— Set tasks —
• a. According to the forum thread, which debug flag should be used on the server side?
• b. Write out the forum thread from "2015-09-03 03:01:18: afarr" to "ticket967_our-server_blurry-info.txt (117.3 KiB)", switching "uploaded" to "attached".
• c. List every date-and-time stamp that appears in the forum thread.

# Source passage start

This means that the detection heuristics get it wrong: #410. So the debug flag that you want is probably (server-side): regiondetect.

totaam commented 9 years ago

2015-09-03 03:00:17: afarr commented


Tested some more with our set up. It seems easier to reproduce with our builds & configuration... will try to carve out a few minutes to test with encryption on with your builds to see if that might be the difference.

In any case, got the screen test to go blurry and remain so (msn.com, money tab... perhaps that page should stay blurry?) - will attach server logs with -d regiondetect for a portion of time with the text stuck at blurry, despite scrolling and mousing around the links and such, as well as a new xpra-info specific to our set up. I'll also attach a full-size screenshot of the page with most of it blurry, as well as an edited-for-size to link in-line.

The large-ish image sort of top-left is a rotating ad, which refreshes every... ohh, 1-2 seconds (?) ... and some of the other widgets seem to involve some motion (including a couple more ads that I didn't bother to capture in the screenshot). I suspect they may be responsible for just enough updates to keep the region detecting as video.

totaam commented 9 years ago

2015-09-03 03:01:18: afarr uploaded file ticket967_our-server_blurry-regiondetect.txt (669.0 KiB)

-d regiondetect server logs, our server, 0.15.5(ish)

totaam commented 9 years ago

2015-09-03 03:03:49: afarr uploaded file ticket967_our-server_blurry-info.txt (117.3 KiB)

# Source passage end
# Entries provided start

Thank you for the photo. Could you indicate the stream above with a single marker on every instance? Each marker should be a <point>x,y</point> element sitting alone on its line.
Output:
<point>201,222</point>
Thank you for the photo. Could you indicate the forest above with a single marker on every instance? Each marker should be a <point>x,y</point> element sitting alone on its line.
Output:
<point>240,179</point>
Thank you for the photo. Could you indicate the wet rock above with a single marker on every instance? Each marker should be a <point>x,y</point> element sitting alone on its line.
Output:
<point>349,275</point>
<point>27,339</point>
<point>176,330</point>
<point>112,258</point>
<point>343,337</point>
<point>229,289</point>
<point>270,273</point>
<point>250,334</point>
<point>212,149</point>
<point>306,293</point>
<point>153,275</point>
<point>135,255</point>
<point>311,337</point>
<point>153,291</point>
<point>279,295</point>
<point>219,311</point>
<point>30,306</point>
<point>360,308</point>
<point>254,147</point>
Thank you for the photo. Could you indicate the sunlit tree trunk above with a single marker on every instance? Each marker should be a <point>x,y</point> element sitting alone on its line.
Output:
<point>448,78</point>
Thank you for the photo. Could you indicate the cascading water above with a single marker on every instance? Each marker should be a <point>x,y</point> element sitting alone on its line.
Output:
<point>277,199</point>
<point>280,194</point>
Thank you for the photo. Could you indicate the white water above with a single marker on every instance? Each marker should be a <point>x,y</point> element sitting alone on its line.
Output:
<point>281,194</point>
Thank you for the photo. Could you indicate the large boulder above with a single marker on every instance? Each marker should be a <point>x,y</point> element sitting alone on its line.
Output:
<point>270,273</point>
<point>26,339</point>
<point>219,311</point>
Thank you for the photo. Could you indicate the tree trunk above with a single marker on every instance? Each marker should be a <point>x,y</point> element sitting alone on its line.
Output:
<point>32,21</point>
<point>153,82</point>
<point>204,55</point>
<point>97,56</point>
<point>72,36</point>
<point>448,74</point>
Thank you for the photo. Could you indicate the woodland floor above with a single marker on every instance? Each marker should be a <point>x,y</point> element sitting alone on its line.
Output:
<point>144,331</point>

# Entries provided end

— Task-by-task answers —
• a. regiondetect

• b.
2015-09-03 03:01:18: afarr attached file ticket967_our-server_blurry-regiondetect.txt (669.0 KiB)

-d regiondetect server logs, our server, 0.15.5(ish)

totaam commented 9 years ago

2015-09-03 03:03:49: afarr attached file ticket967_our-server_blurry-info.txt (117.3 KiB)

• c.
2015-09-03 03:00:17
2015-09-03 03:01:18
2015-09-03 03:03:49